How can I determine font and layout information for a unicode character?

https://stackoverflow.com/questions/22994848

01-07-2023
|

Question

I want to render Unicode characters in an application and I have a rough idea of how I can do that for standard latin characters with freetype. However for other languages that have different layouts and shaping I'm not sure how to go from a set of characters I get in a UTF-8 encoded string to:

Picking a suitable font to display the characters
Picking the right layout for the characters (LTR, RTL, TTB)

Is this data contained in the unicode characters themselves (I'm not sure how else applications like web browsers would figure out how to render text)?

For a given Unicode character, how can I determine points 1 and 2? Freetype has some great documentation and talks quite a bit about using different layouts, but I didn't see how you would go about extracting said information from the characters themselves.

I also took a quick look at Harfbuzz but couldn't really find any documentation. There's an example floating around that shows how to set up and use Harfbuzz to layout some languages with Freetype rendering the glyphs, but the example explicitly passes layout, font and language information to Harfbuzz.

What do you do when you don't know those things in advance?

This is for a mobile application, and ideally the libs/solutions used would have a permissive license.

Solution

The Unicode character code point only encodes the character itself; it gives no information with regards to the font to use, nor layout, nor in fact anything else. To get information concerning layout, etc., Unicode provides a number of files, such as UnicodeData.txt, which you can download and use. As for the fonts, each font should provide descriptor files of some sort, with things like the width, height and depth of each character; these files can also be used to determine whch characters the font supports.

Licensed under: CC-BY-SA with attribution

Not affiliated with StackOverflow

(Items drawn from a data source)

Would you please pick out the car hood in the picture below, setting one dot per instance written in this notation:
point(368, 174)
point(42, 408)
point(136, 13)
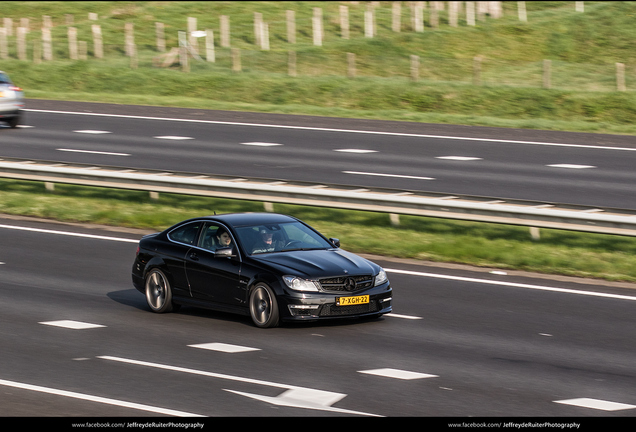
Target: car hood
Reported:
point(315, 264)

• AIM 1
In the text on rendering Unicode characters, which file does the solution name as one that Unicode provides for layout information?
• AIM 2
Return the passage of the text on rendering Unicode characters, starting with "For a given" and going on through "information to Harfbuzz.".

• PROBLEM SOLUTION 1
UnicodeData.txt

• PROBLEM SOLUTION 2
For a given Unicode character, how can I determine points 1 and 2? Freetype has some great documentation and talks quite a bit about using different layouts, but I didn't see how you would go about extracting said information from the characters themselves.

I also took a quick look at Harfbuzz but couldn't really find any documentation. There's an example floating around that shows how to set up and use Harfbuzz to layout some languages with Freetype rendering the glyphs, but the example explicitly passes layout, font and language information to Harfbuzz.